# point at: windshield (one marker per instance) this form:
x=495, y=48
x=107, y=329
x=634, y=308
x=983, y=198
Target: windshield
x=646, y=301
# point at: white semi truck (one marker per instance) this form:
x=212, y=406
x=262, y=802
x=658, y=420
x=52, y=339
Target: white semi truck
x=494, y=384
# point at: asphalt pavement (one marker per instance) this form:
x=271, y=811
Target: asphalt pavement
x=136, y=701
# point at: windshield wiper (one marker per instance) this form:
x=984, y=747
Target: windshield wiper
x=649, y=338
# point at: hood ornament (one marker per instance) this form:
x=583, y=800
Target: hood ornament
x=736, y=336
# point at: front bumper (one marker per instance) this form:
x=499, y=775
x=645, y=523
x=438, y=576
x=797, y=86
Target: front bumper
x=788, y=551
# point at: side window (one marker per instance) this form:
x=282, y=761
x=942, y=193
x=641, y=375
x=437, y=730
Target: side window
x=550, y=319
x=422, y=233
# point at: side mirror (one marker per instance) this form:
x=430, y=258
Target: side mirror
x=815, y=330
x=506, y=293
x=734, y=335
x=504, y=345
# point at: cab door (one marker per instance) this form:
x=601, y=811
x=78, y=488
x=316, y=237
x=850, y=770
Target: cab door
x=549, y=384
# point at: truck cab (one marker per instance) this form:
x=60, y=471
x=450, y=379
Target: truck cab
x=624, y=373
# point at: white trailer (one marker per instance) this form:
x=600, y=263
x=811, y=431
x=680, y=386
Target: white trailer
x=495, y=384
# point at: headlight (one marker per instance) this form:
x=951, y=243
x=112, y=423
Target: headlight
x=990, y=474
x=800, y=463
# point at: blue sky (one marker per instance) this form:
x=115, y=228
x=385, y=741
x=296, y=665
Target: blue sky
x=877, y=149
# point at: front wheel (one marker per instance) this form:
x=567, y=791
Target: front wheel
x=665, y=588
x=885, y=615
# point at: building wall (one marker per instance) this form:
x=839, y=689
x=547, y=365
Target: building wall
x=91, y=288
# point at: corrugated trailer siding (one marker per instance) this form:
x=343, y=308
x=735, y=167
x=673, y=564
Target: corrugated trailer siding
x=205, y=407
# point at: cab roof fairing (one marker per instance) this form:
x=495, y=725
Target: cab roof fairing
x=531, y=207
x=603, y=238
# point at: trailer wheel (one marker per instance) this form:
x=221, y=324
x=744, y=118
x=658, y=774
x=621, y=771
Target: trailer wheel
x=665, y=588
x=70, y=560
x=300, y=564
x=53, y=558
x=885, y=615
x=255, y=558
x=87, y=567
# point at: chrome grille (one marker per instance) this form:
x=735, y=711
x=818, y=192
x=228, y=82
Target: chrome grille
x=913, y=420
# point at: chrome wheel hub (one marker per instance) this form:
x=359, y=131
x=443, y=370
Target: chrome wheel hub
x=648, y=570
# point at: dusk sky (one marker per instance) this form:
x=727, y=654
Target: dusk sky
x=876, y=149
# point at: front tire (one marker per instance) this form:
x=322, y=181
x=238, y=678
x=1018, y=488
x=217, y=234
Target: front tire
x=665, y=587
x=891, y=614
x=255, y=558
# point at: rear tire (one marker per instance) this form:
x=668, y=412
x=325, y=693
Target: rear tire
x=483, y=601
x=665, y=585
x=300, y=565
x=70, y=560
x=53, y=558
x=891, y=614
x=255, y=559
---
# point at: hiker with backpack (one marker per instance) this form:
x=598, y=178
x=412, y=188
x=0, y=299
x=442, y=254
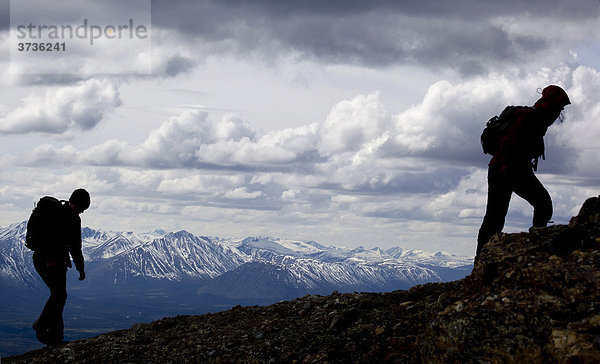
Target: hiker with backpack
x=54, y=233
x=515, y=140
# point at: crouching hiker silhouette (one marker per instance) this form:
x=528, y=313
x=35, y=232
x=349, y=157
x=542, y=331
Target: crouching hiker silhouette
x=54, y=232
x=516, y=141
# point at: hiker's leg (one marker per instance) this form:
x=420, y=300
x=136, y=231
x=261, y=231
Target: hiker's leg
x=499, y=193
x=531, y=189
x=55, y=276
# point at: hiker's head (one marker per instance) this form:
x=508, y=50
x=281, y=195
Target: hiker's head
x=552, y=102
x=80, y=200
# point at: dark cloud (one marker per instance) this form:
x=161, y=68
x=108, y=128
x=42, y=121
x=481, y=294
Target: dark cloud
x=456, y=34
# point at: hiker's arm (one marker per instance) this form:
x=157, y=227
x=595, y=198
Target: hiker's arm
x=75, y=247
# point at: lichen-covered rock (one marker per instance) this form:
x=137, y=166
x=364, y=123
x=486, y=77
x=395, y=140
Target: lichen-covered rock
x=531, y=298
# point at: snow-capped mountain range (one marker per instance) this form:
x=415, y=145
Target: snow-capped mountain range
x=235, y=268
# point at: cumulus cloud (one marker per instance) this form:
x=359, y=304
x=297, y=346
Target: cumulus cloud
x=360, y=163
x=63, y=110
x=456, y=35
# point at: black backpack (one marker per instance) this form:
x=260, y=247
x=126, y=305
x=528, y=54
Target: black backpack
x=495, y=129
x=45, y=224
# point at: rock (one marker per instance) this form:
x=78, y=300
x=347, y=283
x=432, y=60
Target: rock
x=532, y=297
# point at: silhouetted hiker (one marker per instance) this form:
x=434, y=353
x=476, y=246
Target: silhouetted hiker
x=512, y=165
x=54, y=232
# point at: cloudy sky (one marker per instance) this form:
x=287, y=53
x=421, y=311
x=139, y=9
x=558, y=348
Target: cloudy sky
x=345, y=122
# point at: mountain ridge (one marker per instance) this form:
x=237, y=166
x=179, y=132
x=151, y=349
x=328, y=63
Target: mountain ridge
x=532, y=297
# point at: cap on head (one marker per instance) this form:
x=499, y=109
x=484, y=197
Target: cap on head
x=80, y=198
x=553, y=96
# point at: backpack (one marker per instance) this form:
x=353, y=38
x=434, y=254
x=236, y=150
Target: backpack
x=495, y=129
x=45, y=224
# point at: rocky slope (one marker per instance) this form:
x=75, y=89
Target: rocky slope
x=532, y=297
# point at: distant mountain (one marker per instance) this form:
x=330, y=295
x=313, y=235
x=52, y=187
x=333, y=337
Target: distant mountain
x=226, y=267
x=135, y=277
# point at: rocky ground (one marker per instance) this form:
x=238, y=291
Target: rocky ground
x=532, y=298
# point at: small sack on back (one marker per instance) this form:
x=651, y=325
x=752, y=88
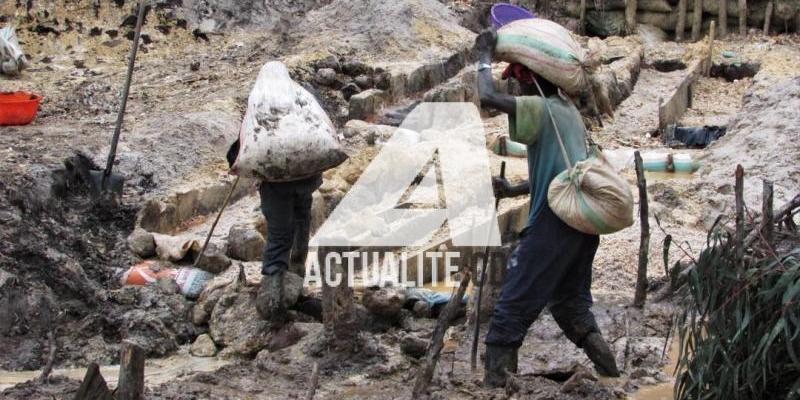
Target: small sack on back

• **What is needed**:
Please retype the entries from the line with "# point at: windshield (one" up to and including the line with "x=494, y=384", character for character.

• **Result**:
# point at: windshield (one marker per instance) this form:
x=495, y=48
x=107, y=329
x=634, y=308
x=983, y=198
Target: windshield
x=646, y=301
# point at: white semi truck (one marker per instance) this form:
x=212, y=406
x=262, y=802
x=658, y=420
x=52, y=339
Target: white semi truck
x=494, y=384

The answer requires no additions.